[Objective]: Find "One point goes on every instance of the cliff" in the data below; transcribe the line it appears on and each line after it, exactly, to the end, and nothing else.

[Records supplied]:
================================
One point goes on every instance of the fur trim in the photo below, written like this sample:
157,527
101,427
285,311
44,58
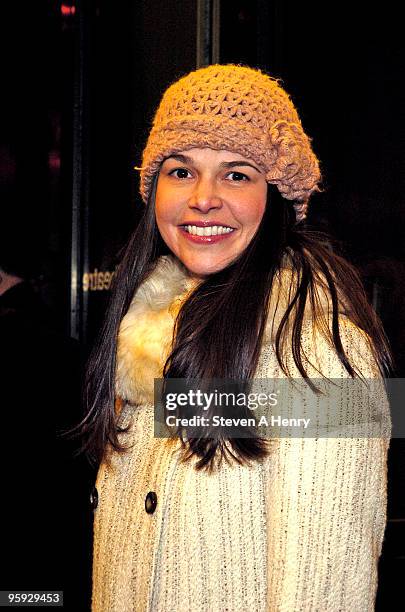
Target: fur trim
145,334
146,331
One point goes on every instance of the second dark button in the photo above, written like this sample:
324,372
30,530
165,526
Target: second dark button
150,502
94,498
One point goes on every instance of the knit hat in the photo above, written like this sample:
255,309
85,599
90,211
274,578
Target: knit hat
238,109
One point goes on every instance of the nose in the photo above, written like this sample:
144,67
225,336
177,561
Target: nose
205,196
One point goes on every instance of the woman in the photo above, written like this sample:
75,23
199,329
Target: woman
221,280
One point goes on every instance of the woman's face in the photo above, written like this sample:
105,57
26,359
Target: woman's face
209,205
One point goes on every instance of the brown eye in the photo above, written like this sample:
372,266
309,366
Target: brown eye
179,173
238,176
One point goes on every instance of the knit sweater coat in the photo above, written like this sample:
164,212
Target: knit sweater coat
301,530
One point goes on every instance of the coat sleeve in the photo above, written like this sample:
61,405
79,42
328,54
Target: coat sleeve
326,504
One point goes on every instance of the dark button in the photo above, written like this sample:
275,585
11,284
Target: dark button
151,502
94,498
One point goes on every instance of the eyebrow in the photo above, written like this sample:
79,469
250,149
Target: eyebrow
185,159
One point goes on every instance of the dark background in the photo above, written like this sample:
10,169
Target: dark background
80,83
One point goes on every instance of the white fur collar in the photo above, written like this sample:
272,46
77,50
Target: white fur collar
145,334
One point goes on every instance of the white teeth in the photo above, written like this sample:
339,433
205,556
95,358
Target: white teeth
212,230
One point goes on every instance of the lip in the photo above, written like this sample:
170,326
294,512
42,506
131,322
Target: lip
205,223
205,239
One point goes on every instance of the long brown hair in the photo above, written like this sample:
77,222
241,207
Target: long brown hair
226,316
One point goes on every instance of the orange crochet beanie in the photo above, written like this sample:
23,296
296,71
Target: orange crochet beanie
241,110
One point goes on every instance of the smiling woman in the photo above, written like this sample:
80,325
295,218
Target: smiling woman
209,205
222,280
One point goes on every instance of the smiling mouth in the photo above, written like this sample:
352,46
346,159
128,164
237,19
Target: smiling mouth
211,230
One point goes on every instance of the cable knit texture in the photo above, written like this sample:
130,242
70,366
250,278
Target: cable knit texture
301,530
237,109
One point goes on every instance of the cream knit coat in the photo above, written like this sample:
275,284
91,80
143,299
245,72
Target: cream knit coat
301,530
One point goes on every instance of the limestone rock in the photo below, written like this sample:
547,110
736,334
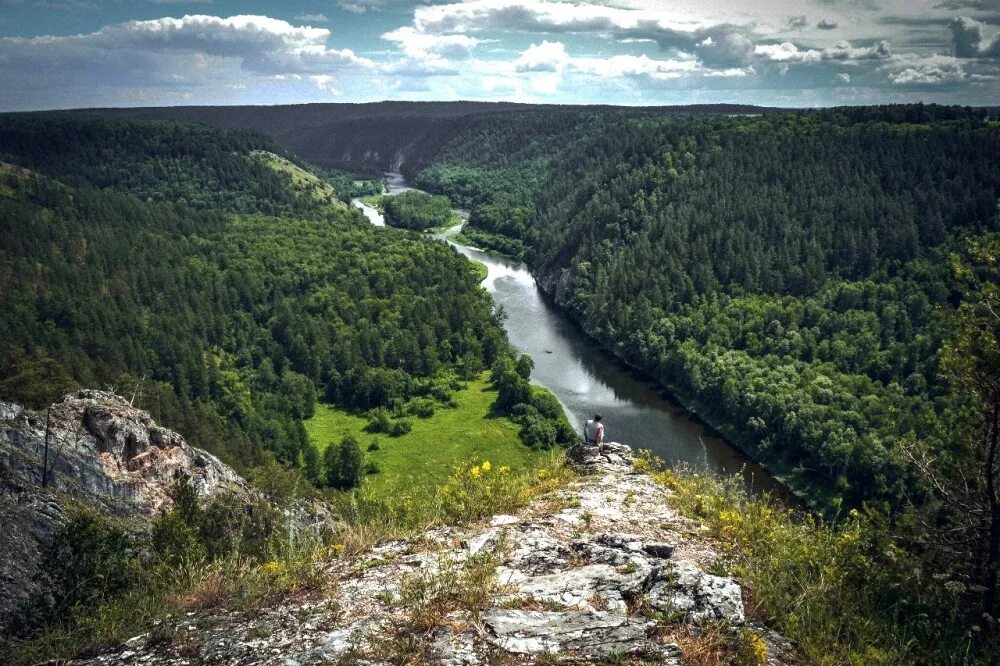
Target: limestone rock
579,578
702,597
587,634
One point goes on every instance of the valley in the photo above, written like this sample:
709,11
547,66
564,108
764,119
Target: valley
819,286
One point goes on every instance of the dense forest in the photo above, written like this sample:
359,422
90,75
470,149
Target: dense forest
417,211
786,273
820,286
150,257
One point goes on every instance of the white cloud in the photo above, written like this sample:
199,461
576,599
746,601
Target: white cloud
545,57
932,70
261,43
718,44
969,40
843,51
178,56
422,46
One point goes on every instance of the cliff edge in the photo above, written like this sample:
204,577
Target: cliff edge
600,571
103,453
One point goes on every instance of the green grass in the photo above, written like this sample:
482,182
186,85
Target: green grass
424,457
308,183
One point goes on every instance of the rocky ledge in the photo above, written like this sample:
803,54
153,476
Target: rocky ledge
601,571
103,453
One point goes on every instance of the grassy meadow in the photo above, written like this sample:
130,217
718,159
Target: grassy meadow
423,458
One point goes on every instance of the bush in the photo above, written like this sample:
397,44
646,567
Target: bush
421,408
89,561
816,579
344,464
174,540
400,427
538,433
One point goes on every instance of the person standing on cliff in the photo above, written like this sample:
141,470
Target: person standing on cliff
593,432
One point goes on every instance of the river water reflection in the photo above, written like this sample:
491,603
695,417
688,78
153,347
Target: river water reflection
588,380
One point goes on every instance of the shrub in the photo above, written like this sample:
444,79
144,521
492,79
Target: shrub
344,464
475,491
537,433
816,579
89,561
400,427
421,407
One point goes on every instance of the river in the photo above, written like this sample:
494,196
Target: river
588,380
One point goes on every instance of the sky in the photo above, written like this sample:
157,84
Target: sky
801,53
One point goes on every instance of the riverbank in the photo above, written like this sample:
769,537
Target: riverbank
587,379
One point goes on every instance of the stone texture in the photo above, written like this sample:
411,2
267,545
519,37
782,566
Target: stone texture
102,452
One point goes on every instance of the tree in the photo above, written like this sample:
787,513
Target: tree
================================
[Finished task]:
One point goes on every instance of the cliff edge in the photo above, written like this sample:
204,577
Target: cliff edge
600,571
103,453
One point goes on every instance of the green grass in the photo above, written like this sample:
482,182
186,85
Target: green grass
424,457
308,183
One point goes on every instance of the rocky ledge in the photo above, written like this sample:
803,54
153,476
Target: rocky ledge
601,571
103,453
One point goes on every instance of the grassy meadow in the photo above, written like this sample:
130,217
718,159
Target: grassy meadow
423,458
One point goes on every instance of the bush in the photo above, written like this sample:
397,44
646,567
Target: bush
421,408
89,561
816,579
344,464
174,540
400,427
538,433
One point goes on every instance of the person standing on cliff in the photo above, written like this sample:
141,470
Target: person standing on cliff
593,432
One point goes on every instance of the river water reflection in the photo above, written like this sample:
491,603
695,417
688,78
153,347
Target: river water reflection
588,380
One point goes on every instance of the shrub in the photo above, written like this sample:
444,79
144,521
492,79
Target: shrub
344,464
475,491
537,433
816,579
89,561
400,427
421,407
One point goes on every instance of the river in the photo above, written like this sample:
494,196
Target: river
588,380
One point goes on every instance of the sky in the photo above, written like this sample:
157,84
Target: sky
801,53
One point goes on every instance of the riverbank in the photo above, written like this sample:
769,537
Target: riverbank
587,379
One point goes on every instance of the stone texture in the photo above, written like this sample:
411,2
267,545
519,37
782,566
Target: stone texture
102,452
One point goes on every instance of the tree in the photo above, written like this sample:
787,513
Target: tree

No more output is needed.